◆ TEXTE À LIRE ◆
○ ○ ○

Cupide

Auteur : Marc Elsberg
Editeur : Fayard

La croissance économique est le moteur de notre société : toujours plus haut, toujours plus vite, toujours plus loin. Est-ce ce qui nous mènera à notre perte ? Sauterons-nous ou essaierons-nous de faire demi-tour ? Avant qu'il ne soit trop tard ...
« Non à la cupidité! » « Plus de justice! » Partout, sur tous les continents et dans toutes les grandes villes, les citoyens se rassemblent pour dénoncer les programmes d'austérité, le chômage de masse et la famine qui menace la population - conséquences d'une énième crise financière qui a mené banques, entreprises et États à la faillite. Les conflits nationaux et internationaux s'enveniment. Et seuls quelques riches sont les gagnants de cette situation.
Au cours d'une rencontre au sommet à Berlin, les dirigeants du monde entier espèrent trouver une solution. Le prix Nobel d'économie Herbert Thompson doit faire un discours qui pourrait changer le cours du monde, car il prétend avoir trouvé la formule grâce à laquelle la prospérité pour tous est possible.

○ ○ ○

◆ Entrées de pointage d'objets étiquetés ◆
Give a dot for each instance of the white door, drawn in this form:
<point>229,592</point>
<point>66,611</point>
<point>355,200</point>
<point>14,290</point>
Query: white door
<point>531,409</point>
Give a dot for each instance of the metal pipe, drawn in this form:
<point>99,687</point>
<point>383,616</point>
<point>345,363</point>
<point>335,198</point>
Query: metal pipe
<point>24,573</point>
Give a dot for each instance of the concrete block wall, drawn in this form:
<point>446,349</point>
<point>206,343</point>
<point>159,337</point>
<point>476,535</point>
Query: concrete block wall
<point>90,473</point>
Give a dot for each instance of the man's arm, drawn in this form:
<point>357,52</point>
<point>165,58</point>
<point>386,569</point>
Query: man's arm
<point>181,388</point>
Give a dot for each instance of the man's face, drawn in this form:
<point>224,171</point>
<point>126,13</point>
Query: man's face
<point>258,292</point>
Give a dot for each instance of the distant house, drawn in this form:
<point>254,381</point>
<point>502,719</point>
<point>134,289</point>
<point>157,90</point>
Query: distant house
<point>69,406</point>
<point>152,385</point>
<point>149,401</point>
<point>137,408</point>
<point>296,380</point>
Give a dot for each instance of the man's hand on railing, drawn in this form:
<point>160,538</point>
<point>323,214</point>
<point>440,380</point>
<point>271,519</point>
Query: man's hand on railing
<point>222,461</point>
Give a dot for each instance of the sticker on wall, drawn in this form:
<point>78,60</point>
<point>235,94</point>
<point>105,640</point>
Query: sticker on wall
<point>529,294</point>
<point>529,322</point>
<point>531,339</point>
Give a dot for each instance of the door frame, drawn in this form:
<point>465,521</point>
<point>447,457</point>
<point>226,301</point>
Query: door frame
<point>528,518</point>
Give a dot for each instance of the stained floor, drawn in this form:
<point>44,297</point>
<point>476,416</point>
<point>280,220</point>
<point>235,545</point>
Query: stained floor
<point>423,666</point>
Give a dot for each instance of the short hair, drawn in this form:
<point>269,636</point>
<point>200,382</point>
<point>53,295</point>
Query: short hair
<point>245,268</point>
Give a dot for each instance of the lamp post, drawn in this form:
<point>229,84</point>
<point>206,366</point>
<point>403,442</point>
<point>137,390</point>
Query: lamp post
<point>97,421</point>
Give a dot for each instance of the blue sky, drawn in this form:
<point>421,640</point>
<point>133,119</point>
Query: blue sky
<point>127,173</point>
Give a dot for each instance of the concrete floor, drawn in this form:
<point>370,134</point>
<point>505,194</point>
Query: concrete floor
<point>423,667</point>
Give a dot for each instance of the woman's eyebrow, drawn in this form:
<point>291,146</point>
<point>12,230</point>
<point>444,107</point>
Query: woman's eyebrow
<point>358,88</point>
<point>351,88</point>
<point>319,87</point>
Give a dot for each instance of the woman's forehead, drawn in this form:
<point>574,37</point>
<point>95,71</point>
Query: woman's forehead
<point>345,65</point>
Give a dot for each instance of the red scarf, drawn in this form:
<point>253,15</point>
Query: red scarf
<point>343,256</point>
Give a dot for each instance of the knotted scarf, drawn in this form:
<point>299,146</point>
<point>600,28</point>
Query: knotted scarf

○ ○ ○

◆ CONSIGNE ◆
Répondez aux questions suivantes à partir du texte sur Cupide.
(a) Quel éditeur est indiqué ?
(b) Dans quelle ville a lieu la rencontre au sommet ?
(c) Quel prix Herbert Thompson a-t-il reçu ?
Seul le texte doit servir de référence.

◆ CORRIGÉ ◆
(a) Fayard.
(b) À Berlin.
(c) Le prix Nobel d'économie.